PAGE TEXT
Introduction

What predisposes two people to form and maintain a long-term romantic relationship is a fundamental question with critical consequences for the individuals involved, their families, and entire societies. While we do not yet have a satisfactory answer, one thing is clear: Romantic partners tend to be similar in a wide range of characteristics, ranging from physical and physiological to demographics and psychological1. Long-term romantic partners have been shown to be similar in terms of height, weight, health, diet, age, physical attractiveness, education, ability, intelligence, psychological well-being, personality, attitudes, values, religion, social class, ethnicity, lifestyle, and many other traits2,3,4,5,6,7,8.

What drives romantic partners’ similarity? Two sets of mechanisms have been proposed to explain it. First, partners may be similar from the outset of their relationship due to homophily (i.e., preference for similar others)9,10, the mechanics of the dating market (e.g., having to settle for a partner with a similar level of attractiveness)11, or social homogamy (i.e., being surrounded—socially and geographically—by similar others)8. Second, partners may become more similar with time due to repeated interactions, synchronized routines, shared environment12,13, and/or attrition (i.e., less similar couples breaking up, thus boosting the average similarity of the surviving ones)14,15. Although both sets of mechanisms seem plausible, empirical research consistently suggests that couples are similar to begin with but do not become any more similar with time. Long-term couples, for example, exhibit similarity patterns parallel to new couples16, and are no more similar in terms of attitudes, values, intelligence, personality, psychological well-being, and interests3,4,17,18,19. Also, partners’ personality and interests are similar even before they met (online) for the first time20. These and other analogous findings led most scholars to conclude that shared life experiences and circumstances play a significant role in maintaining, rather than increasing, couples’ initial similarity2,21.

There is, however, one trait that does not seem to follow this general pattern: facial appearance. In their seminal paper, Zajonc, Adelmann, Murphy, and Niendenthal12 showed that spouses’ faces were not similar at the outset of marriage but became more similar with time. Moreover, they found that the degree of convergence positively correlated with couples’ ratings of marriage quality. Their convergence in physical appearance hypothesis posits that as long-term partners tend to occupy the same environments, engage in the same activities, eat the same food, and mimic each other’s emotional expressions—and as these factors can also influence facial features—spouses’ facial appearances should converge with time. For example, if the partners smile a lot—and make each other smile—they should co-develop similar wrinkle patterns (smile lines)22.

PROVIDED RECORDS
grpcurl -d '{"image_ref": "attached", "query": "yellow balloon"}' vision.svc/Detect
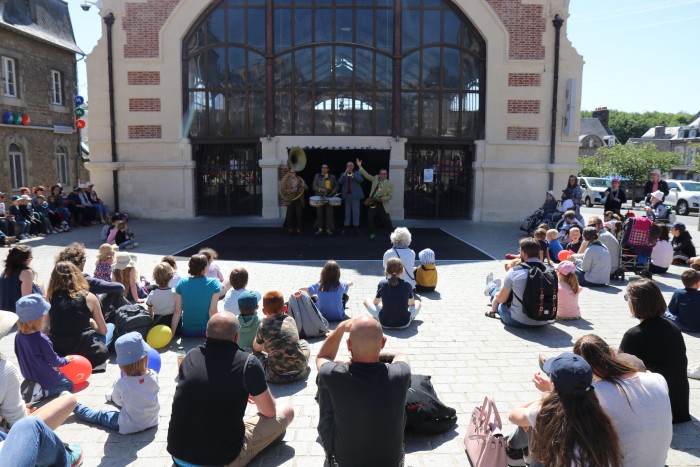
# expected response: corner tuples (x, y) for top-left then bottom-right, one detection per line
(146, 324), (173, 349)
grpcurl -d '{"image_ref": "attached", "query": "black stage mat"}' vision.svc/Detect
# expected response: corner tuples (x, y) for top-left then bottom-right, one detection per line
(175, 227), (493, 262)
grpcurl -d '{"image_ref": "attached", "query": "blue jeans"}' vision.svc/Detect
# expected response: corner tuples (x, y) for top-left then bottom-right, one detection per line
(73, 403), (119, 431)
(0, 417), (70, 467)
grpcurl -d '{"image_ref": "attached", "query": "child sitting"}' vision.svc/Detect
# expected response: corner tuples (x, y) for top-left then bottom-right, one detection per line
(253, 290), (310, 383)
(92, 243), (119, 282)
(238, 290), (260, 352)
(146, 263), (175, 326)
(664, 269), (700, 332)
(15, 294), (73, 403)
(73, 332), (160, 435)
(557, 261), (583, 319)
(414, 248), (437, 292)
(300, 260), (352, 321)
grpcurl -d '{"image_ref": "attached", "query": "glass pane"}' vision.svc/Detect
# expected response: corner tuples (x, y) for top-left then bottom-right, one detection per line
(355, 10), (374, 46)
(247, 8), (265, 51)
(228, 8), (245, 44)
(207, 8), (226, 44)
(420, 92), (440, 136)
(274, 8), (292, 52)
(228, 47), (246, 88)
(314, 47), (333, 88)
(294, 9), (313, 45)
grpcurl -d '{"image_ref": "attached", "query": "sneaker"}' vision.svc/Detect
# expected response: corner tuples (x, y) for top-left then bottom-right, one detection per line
(63, 443), (83, 467)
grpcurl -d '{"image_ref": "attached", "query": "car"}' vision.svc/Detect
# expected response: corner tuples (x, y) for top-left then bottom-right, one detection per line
(578, 177), (612, 208)
(664, 180), (700, 216)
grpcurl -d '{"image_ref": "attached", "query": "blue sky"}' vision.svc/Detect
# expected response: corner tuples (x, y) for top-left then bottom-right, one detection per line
(69, 0), (700, 114)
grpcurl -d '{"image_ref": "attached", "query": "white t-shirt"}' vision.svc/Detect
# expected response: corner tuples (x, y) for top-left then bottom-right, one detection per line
(593, 372), (673, 467)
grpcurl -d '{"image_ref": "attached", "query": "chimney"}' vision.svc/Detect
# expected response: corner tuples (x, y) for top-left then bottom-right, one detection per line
(654, 125), (666, 139)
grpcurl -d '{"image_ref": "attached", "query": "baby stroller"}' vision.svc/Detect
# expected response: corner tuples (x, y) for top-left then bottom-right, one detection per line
(613, 217), (656, 280)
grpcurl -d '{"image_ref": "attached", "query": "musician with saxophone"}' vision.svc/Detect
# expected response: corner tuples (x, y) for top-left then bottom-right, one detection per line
(355, 159), (394, 240)
(280, 167), (309, 235)
(312, 164), (338, 235)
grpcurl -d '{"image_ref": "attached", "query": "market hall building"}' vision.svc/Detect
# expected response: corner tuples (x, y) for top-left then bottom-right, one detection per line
(87, 0), (583, 221)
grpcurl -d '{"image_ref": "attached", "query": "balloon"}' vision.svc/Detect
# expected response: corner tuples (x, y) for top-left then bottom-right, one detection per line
(58, 355), (92, 385)
(557, 250), (574, 261)
(146, 324), (173, 349)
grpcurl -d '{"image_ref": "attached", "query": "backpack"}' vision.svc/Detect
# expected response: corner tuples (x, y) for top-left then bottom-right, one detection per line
(114, 305), (153, 340)
(512, 262), (559, 321)
(287, 291), (330, 337)
(406, 375), (457, 433)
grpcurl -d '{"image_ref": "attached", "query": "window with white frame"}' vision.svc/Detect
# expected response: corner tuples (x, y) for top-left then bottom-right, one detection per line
(51, 70), (63, 105)
(8, 144), (25, 190)
(1, 57), (17, 97)
(56, 146), (68, 185)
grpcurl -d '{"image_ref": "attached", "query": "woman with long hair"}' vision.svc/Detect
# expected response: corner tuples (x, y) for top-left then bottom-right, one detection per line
(46, 261), (114, 368)
(300, 259), (352, 321)
(574, 334), (673, 467)
(506, 353), (622, 467)
(620, 279), (690, 423)
(0, 245), (43, 311)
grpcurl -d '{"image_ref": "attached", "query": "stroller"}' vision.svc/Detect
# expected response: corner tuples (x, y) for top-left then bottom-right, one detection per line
(612, 217), (656, 280)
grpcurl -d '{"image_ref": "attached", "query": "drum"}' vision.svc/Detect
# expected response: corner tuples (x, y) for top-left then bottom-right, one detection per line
(309, 196), (326, 208)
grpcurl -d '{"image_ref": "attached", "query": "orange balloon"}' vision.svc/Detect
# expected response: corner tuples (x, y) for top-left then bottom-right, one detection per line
(58, 355), (92, 385)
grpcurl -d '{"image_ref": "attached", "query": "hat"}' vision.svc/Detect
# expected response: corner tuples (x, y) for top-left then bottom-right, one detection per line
(238, 290), (261, 310)
(15, 294), (51, 323)
(114, 251), (136, 269)
(669, 222), (685, 232)
(651, 190), (664, 200)
(542, 352), (593, 394)
(114, 331), (148, 365)
(557, 261), (576, 276)
(418, 248), (435, 264)
(0, 310), (17, 339)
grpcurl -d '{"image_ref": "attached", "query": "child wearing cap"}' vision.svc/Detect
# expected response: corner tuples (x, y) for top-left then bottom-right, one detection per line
(73, 332), (160, 435)
(238, 290), (261, 352)
(15, 294), (73, 403)
(414, 248), (437, 292)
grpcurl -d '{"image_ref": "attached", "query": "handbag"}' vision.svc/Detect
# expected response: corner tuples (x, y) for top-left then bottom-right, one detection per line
(464, 396), (508, 467)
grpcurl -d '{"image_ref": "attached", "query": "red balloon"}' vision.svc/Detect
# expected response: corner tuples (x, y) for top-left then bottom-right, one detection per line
(557, 250), (574, 261)
(58, 355), (92, 385)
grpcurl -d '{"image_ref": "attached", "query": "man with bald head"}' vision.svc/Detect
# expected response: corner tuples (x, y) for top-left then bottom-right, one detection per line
(168, 311), (294, 467)
(316, 316), (411, 467)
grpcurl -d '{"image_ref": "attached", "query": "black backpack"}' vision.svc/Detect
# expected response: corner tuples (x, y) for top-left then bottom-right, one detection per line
(513, 262), (559, 321)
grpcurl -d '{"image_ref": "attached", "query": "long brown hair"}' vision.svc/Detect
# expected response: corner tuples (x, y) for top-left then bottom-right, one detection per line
(46, 261), (90, 299)
(318, 259), (340, 292)
(530, 389), (622, 466)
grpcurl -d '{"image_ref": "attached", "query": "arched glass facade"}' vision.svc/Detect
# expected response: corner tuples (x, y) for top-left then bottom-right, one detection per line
(183, 0), (485, 140)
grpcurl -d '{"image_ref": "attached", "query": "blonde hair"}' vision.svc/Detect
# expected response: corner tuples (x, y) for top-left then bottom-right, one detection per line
(119, 355), (148, 376)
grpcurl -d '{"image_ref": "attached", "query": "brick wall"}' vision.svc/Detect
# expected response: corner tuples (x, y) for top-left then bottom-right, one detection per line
(129, 125), (163, 139)
(126, 71), (160, 86)
(129, 97), (160, 112)
(487, 0), (546, 60)
(507, 126), (540, 141)
(508, 99), (540, 114)
(122, 0), (182, 58)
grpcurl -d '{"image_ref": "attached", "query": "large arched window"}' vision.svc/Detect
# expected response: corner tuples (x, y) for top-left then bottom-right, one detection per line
(183, 0), (485, 139)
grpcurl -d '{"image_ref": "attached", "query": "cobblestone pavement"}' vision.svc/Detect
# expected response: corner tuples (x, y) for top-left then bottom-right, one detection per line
(0, 208), (700, 467)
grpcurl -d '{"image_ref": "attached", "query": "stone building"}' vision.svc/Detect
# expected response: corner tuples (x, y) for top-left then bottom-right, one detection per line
(87, 0), (583, 220)
(0, 0), (87, 193)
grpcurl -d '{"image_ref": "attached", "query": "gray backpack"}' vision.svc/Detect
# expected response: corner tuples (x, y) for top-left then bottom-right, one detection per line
(287, 290), (330, 337)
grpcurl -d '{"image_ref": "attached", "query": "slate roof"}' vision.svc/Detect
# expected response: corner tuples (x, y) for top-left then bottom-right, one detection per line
(0, 0), (84, 55)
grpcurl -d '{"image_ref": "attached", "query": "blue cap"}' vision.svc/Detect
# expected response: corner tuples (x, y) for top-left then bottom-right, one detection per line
(114, 331), (148, 365)
(238, 290), (261, 310)
(15, 294), (51, 323)
(542, 352), (593, 394)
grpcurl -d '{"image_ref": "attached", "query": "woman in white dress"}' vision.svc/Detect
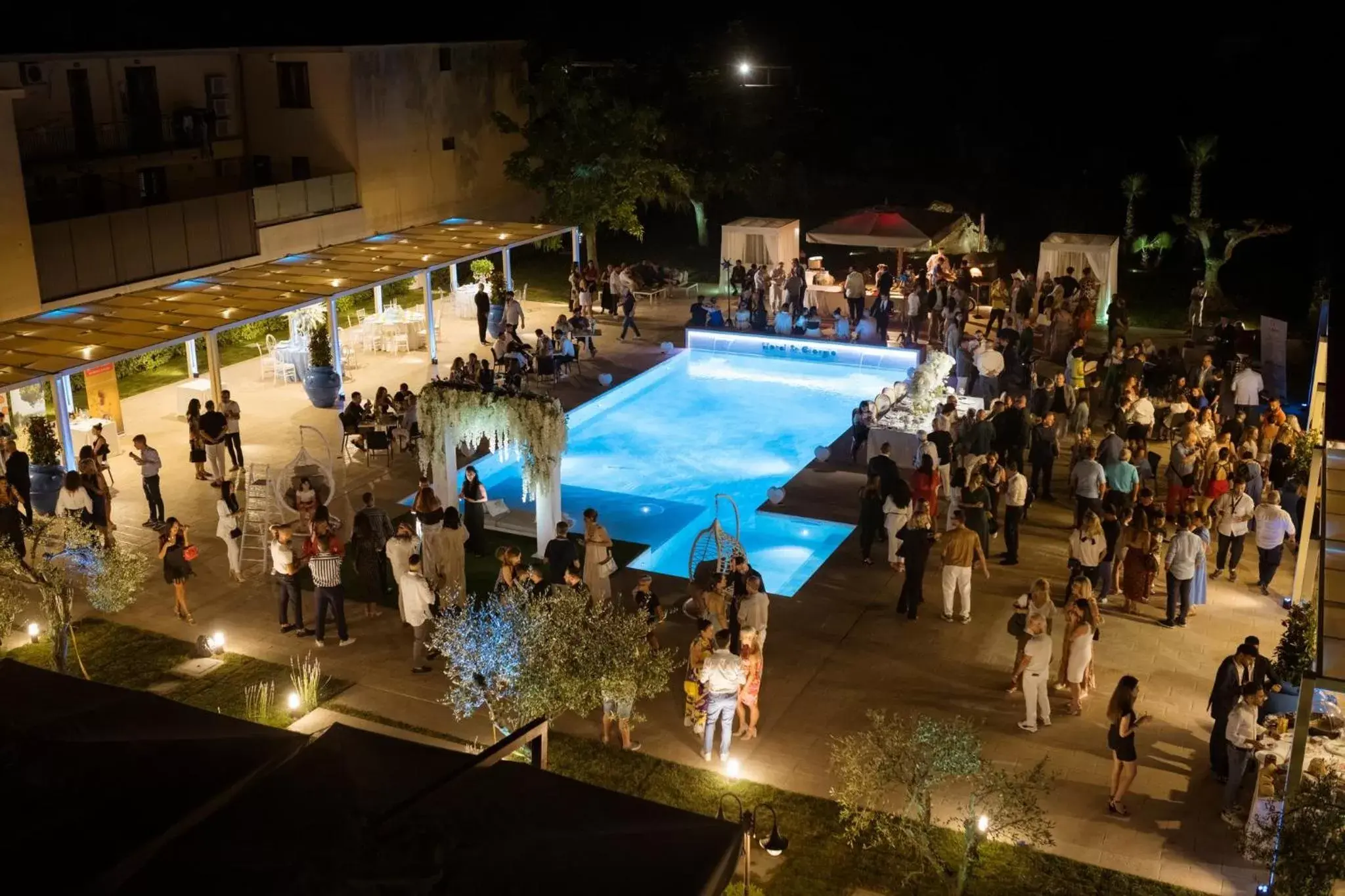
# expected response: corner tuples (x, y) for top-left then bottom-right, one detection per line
(584, 508), (612, 603)
(215, 480), (244, 582)
(1065, 598), (1093, 716)
(882, 479), (915, 572)
(384, 520), (421, 622)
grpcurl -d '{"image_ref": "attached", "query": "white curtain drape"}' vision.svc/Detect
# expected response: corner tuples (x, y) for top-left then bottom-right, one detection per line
(720, 227), (748, 286)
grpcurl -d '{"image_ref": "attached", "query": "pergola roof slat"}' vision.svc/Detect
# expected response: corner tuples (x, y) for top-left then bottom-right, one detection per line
(0, 218), (570, 388)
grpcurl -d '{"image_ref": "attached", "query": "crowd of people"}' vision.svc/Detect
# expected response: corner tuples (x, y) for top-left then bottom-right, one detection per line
(854, 271), (1305, 822)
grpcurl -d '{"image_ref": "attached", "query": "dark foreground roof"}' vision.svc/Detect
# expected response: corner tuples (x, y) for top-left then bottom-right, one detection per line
(0, 660), (741, 896)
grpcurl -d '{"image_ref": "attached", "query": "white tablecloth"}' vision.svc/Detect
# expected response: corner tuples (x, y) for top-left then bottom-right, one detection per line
(361, 310), (422, 351)
(869, 395), (986, 469)
(272, 341), (308, 383)
(70, 411), (121, 454)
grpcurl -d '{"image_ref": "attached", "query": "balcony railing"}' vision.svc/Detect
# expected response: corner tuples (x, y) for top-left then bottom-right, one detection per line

TASK BRIEF
Carry on the introduction about similarity between long-term romantic partners, starting right after its final sentence.

OUTPUT OF THE TASK
Importantly, Zajonc et al.’s reasoning12—that appearance converges as a function of shared actions and environment, and emotional mimicry—should apply to other personal characteristics as well. How does one reconcile the convergence in facial appearance with the lack thereof in the context of virtually all other traits, such as interests, personality, intelligence, attitudes, values, and well-being? A closer look at the literature reveals that while the convergence in physical appearance hypothesis is one of the tenets of current psychological science and has been widely disseminated through textbooks23, books24,25, and landmark papers26,27, it has virtually no empirical support. Zajonc et al.’s study12, while elegantly designed, was based on an extremely small sample of 12 married heterosexual couples. Furthermore, its findings have never been replicated. Two other studies occasionally cited in support of facial convergence (Hinsz28 and Griffith and Kunz29) neither tested this hypothesis nor provided any support for it. Both studies presented evidence for facial homogamy, i.e., spouses’ tendency to have similar faces, but provided no support for the increase in facial resemblance over time. Hinsz28 found that romantic partners’ faces were more similar than those of random pairs of men and women, yet couples married for 25 years were no more similar than recently engaged ones. Griffith and Kunz29 showed that student raters could match spouses’ faces at a level above chance, yet found “no significant trend in growing to look alike as persons live together as husband and wife” (p. 453).

In this work, we aim to validate the physical convergence hypothesis in a large sample (n = 517) of white married heterosexual couples (we were unable to find a large enough sample of homosexual and non-white couples to allow for a meaningful analysis). Two approaches to measuring facial similarity were used: human judges and a modern facial recognition algorithm. Both approaches showed that while spouses’ faces were similar at the outset of their marriage, they did not converge over time.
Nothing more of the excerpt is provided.